PROBLEM REQUIREMENTS: Write out the rows below again, swapping "stake" for "pole" and leaving everything else unchanged. Omit the pictures.

MATERIAL TO PROCESS:
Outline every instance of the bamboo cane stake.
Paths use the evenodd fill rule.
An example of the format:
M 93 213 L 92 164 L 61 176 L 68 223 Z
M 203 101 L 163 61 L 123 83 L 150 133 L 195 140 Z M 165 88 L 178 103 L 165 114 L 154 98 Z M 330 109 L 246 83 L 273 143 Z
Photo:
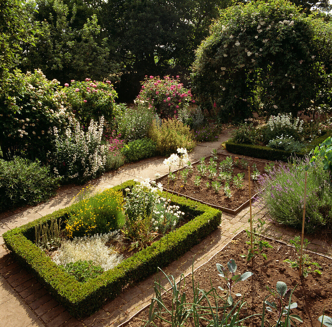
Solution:
M 302 219 L 302 234 L 301 237 L 301 252 L 300 254 L 300 271 L 299 276 L 302 276 L 302 253 L 303 249 L 303 238 L 304 233 L 304 219 L 305 216 L 305 200 L 307 193 L 307 172 L 305 172 L 305 179 L 304 180 L 304 199 L 303 202 L 303 218 Z
M 251 254 L 254 255 L 254 247 L 253 245 L 252 240 L 252 219 L 251 216 L 251 192 L 250 190 L 250 166 L 248 166 L 248 172 L 249 173 L 249 176 L 248 178 L 249 180 L 249 205 L 250 206 L 250 231 L 251 236 Z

EXERCISE RESPONSE:
Outline every instance of the bamboo cane pole.
Paths use the evenodd fill rule.
An example of the format:
M 93 213 L 92 164 L 61 176 L 68 223 Z
M 203 101 L 163 61 L 123 83 L 150 133 L 195 140 Z M 165 88 L 178 103 L 165 114 L 154 98 Z M 330 109 L 246 83 L 273 143 Z
Photo:
Solution:
M 302 219 L 302 234 L 301 237 L 301 252 L 300 254 L 300 271 L 299 276 L 302 276 L 302 253 L 303 249 L 303 238 L 304 233 L 304 219 L 305 216 L 305 200 L 307 193 L 307 172 L 305 172 L 305 179 L 304 180 L 304 199 L 303 202 L 303 218 Z
M 251 254 L 254 255 L 254 247 L 253 245 L 252 240 L 252 219 L 251 216 L 251 192 L 250 190 L 250 166 L 248 166 L 248 172 L 249 173 L 249 176 L 248 178 L 249 180 L 249 205 L 250 206 L 250 231 L 251 236 Z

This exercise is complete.